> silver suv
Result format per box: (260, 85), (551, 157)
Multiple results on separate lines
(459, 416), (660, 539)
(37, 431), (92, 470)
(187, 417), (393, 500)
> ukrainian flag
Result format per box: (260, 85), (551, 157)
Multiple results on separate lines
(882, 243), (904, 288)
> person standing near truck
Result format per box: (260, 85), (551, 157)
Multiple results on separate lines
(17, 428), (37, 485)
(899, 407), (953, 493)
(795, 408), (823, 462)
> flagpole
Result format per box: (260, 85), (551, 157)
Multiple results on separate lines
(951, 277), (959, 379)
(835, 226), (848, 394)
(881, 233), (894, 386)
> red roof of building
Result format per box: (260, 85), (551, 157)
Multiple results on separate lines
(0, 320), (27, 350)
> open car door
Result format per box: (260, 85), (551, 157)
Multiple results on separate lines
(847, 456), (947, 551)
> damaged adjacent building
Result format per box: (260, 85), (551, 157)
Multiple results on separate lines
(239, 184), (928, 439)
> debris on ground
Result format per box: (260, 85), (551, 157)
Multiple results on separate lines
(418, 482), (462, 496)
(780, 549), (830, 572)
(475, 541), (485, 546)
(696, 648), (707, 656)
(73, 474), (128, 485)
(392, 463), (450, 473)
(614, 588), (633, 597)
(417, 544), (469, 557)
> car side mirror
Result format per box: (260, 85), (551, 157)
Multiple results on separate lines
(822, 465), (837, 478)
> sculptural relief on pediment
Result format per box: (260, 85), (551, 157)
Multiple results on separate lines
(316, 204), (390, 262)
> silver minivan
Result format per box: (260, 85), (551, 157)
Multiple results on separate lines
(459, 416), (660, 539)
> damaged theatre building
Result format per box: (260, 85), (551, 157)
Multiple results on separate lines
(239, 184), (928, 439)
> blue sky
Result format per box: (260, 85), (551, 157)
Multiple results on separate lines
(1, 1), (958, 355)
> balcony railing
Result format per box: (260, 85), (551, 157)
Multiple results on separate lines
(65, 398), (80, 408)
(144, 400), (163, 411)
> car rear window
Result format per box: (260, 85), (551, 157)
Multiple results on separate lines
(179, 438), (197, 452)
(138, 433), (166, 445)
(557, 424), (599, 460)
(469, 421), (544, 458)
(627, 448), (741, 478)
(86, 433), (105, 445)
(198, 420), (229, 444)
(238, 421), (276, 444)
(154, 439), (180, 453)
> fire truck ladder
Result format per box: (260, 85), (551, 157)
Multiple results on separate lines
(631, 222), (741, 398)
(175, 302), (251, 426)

^^^^^^^^^^^^^^^^

> **Brief**:
Across the entries above, find each line with the word "truck" and please copy it out.

> **Completed exercise**:
> person standing near truck
> fire truck ladder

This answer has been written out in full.